● Assigned task: Reproduce the whole listing, character for character.
### Data for processing
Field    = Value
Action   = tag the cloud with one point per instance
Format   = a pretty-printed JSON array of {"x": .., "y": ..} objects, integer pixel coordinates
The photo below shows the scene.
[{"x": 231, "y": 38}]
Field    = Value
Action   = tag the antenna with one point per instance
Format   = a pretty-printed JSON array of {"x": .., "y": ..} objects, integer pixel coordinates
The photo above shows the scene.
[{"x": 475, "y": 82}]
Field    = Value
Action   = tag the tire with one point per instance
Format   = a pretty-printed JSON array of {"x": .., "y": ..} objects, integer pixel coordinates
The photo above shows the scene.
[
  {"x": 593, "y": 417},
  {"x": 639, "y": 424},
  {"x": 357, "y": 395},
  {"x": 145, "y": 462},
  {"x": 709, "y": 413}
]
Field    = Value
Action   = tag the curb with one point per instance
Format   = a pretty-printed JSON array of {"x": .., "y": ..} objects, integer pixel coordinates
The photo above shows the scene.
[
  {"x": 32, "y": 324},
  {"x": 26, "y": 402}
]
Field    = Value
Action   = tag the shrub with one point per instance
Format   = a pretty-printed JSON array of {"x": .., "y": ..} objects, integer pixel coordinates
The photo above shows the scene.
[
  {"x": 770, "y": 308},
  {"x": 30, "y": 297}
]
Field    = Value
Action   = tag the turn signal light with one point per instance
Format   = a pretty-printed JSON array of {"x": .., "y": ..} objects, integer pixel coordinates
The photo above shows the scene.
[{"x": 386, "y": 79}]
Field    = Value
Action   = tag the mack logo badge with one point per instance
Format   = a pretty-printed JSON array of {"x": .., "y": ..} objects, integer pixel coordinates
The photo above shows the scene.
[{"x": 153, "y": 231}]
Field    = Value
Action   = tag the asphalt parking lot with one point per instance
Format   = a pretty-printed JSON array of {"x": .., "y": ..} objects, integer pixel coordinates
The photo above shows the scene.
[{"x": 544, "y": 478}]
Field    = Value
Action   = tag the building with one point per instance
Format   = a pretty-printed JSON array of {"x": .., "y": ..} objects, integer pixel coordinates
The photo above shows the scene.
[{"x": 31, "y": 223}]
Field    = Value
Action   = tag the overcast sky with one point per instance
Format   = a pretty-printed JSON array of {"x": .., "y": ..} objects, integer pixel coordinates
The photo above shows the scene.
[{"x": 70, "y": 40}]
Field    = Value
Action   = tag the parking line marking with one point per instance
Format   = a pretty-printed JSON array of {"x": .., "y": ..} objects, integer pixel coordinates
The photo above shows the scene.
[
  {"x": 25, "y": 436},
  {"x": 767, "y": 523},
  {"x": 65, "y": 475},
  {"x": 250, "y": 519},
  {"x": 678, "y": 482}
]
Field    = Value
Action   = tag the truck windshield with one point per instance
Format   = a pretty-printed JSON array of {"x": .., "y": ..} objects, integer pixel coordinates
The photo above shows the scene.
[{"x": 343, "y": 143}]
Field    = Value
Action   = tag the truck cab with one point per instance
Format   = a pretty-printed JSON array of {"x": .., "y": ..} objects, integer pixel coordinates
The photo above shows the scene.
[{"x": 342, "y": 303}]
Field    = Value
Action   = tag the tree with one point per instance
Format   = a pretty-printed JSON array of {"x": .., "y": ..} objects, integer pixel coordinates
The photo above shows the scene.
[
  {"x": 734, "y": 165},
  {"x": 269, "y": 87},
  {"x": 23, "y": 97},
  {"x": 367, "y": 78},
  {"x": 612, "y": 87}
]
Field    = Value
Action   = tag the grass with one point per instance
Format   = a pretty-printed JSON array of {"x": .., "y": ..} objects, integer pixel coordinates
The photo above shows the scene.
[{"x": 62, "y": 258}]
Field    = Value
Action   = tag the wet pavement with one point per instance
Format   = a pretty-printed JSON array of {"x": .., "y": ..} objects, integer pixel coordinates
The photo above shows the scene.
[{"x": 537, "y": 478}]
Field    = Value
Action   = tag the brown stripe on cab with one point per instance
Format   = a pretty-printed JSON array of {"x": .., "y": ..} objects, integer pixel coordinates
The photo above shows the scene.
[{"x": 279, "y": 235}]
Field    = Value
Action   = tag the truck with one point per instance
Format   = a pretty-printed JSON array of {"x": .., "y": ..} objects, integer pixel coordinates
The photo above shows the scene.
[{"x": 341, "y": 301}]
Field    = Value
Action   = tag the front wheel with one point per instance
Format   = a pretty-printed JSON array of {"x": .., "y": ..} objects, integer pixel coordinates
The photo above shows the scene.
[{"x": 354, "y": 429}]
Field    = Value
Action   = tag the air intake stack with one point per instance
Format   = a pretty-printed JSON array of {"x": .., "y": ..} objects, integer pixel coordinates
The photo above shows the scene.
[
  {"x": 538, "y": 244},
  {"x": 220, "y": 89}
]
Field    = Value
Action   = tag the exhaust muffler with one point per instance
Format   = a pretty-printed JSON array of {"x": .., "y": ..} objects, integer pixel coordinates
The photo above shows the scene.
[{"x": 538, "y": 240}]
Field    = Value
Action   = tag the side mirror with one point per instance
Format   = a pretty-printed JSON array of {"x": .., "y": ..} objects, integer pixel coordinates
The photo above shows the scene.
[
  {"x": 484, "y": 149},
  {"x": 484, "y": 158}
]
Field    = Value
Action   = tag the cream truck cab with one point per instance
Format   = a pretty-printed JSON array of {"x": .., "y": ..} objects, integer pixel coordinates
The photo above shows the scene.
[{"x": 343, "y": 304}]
######
● Result of this task:
Field    = Value
Action   = tag the cloud with one point per instance
Format   = a pretty-printed JSON array of {"x": .., "y": ..} objects, integer pixel coordinates
The photo below shows the scene.
[{"x": 231, "y": 38}]
Field    = Value
Action   = tag the antenna with one point per instance
Format   = a pretty-printed JSON array of {"x": .., "y": ..} objects, integer pixel coordinates
The photo above shows the scene.
[{"x": 475, "y": 82}]
Field    = Value
Action   = tag the tire with one point per instance
Format   = a pretty-printed JSON array of {"x": .., "y": ..} objects, integer pixel coordinates
The photo above shows the scene.
[
  {"x": 593, "y": 417},
  {"x": 639, "y": 424},
  {"x": 357, "y": 395},
  {"x": 145, "y": 462},
  {"x": 709, "y": 413}
]
Field    = Value
Action   = tag the curb with one point per instance
Format   = a pretty-printed JSON array of {"x": .., "y": ..} objects, integer pixel coordinates
The photo above shows the scene.
[
  {"x": 32, "y": 324},
  {"x": 26, "y": 402}
]
Field    = Value
Action   = tag the shrub with one point per instance
Format   = a pretty-printed JSON array of {"x": .., "y": ..} objects, integer pixel coordinates
The photo above shows the scene.
[
  {"x": 770, "y": 308},
  {"x": 30, "y": 297}
]
Field    = Value
Action   = tag the turn signal light with one point per instance
Format   = a pretty-printed JSON array of {"x": .., "y": ..} objects, integer pixel coordinates
The photo above shows the scene.
[{"x": 386, "y": 79}]
Field    = Value
Action   = tag the mack logo badge with one point per instance
Format   = a pretty-printed JSON array of {"x": .., "y": ..} objects, integer pixel coordinates
The photo above shows the scene.
[{"x": 153, "y": 231}]
Field    = Value
Action   = tag the asphalt parking lot with one point per instance
Format   = a pretty-printed JSON array of {"x": .., "y": ..} objects, integer pixel coordinates
The photo above shows the scene.
[{"x": 544, "y": 478}]
Field    = Value
Action   = tag the building with one point per instance
Format   = a pretty-printed JSON array of {"x": .., "y": ..} objects, integer pixel coordinates
The photo above shows the scene.
[{"x": 31, "y": 223}]
Field    = Value
Action   = tag the overcast sky with one point per instance
Format   = a pretty-printed JSON array of {"x": .., "y": ..} objects, integer pixel coordinates
The photo above shows the scene.
[{"x": 70, "y": 40}]
Field    = Value
Action   = tag the parking line marking with one point per instance
Format   = a pretty-printed JSON array of {"x": .., "y": ..} objects, integer pixel coordinates
The photo above shows the scene.
[
  {"x": 25, "y": 436},
  {"x": 767, "y": 523},
  {"x": 65, "y": 475},
  {"x": 250, "y": 519},
  {"x": 678, "y": 482}
]
Field    = Value
Action   = tag the truck windshield with one point per instance
Format   = a pretty-printed JSON array of {"x": .., "y": ..} objects, integer pixel coordinates
The photo above shows the scene.
[{"x": 343, "y": 143}]
Field    = Value
Action   = tag the truck cab with one point per instance
Format   = a pretty-printed JSON array of {"x": .., "y": ..} objects, integer pixel coordinates
The photo above shows the scene.
[{"x": 342, "y": 303}]
Field    = Value
Action   = tag the tree with one point per instance
Format   = a pretty-printed JSON array of {"x": .., "y": ..} objects, integer pixel coordinates
The photo above shows the scene.
[
  {"x": 734, "y": 165},
  {"x": 269, "y": 87},
  {"x": 23, "y": 97},
  {"x": 367, "y": 78},
  {"x": 612, "y": 87}
]
Field    = Value
Action   = tag the grass with one point per instance
Format   = a pretty-printed JSON array of {"x": .., "y": ..} objects, integer pixel coordinates
The photo above shows the scene.
[{"x": 62, "y": 258}]
Field    = Value
Action   = tag the wet pavement with one point per instance
Format   = a pretty-printed JSON array of {"x": .., "y": ..} objects, integer pixel coordinates
The photo above shows the scene.
[{"x": 537, "y": 478}]
Field    = Value
Action   = tag the brown stripe on cab with one point per instance
Format   = a pretty-printed JSON array of {"x": .., "y": ..} objects, integer pixel coordinates
The photo above shows the scene.
[{"x": 279, "y": 235}]
Field    = Value
Action   = tag the truck with one point per instance
Format   = a pretty-printed JSON array of {"x": .., "y": ..} objects, integer pixel coordinates
The photo above shows the scene.
[{"x": 341, "y": 301}]
Field    = Value
Action   = tag the front wheel with one point per instance
Format   = a pretty-printed JSON array of {"x": .., "y": ..} objects, integer pixel coordinates
The photo above shows the scene.
[{"x": 354, "y": 429}]
Field    = Value
Action   = tag the air intake stack with one point per instance
Format   = a pretty-printed JSON array of {"x": .., "y": ..} objects, integer pixel coordinates
The photo above shows the scene.
[
  {"x": 538, "y": 244},
  {"x": 220, "y": 89}
]
Field    = Value
Action   = tag the exhaust muffler with one point per instance
Format   = a pretty-printed JSON array of {"x": .., "y": ..} objects, integer pixel coordinates
The photo above shows the scene.
[{"x": 538, "y": 240}]
Field    = Value
Action   = tag the side mirror with one point per instance
Format   = a pretty-printed JSON array of {"x": .., "y": ..} objects, integer pixel coordinates
The photo above shows the scene.
[
  {"x": 484, "y": 149},
  {"x": 484, "y": 158}
]
Field    = Value
Action   = tag the cream truck cab with one point per instance
Format   = a pretty-printed JSON array of {"x": .., "y": ..} objects, integer pixel coordinates
The photo above shows the scene.
[{"x": 343, "y": 304}]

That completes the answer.